──────── Records provided
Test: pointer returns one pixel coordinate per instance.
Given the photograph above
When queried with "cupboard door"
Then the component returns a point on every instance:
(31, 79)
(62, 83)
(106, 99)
────────────────
Put every line of the items into a Markdown table with the columns Row and Line, numbering the rows in order and omitting blank lines.

| Row | Line |
|---|---|
| 1 | Test: pointer returns one pixel coordinate per instance. |
| 2 | Given the photograph above |
| 3 | When queried with "cupboard door" |
| 4 | Then the component returns a point on every instance: |
| 5 | (31, 79) |
| 6 | (62, 83) |
| 7 | (106, 99) |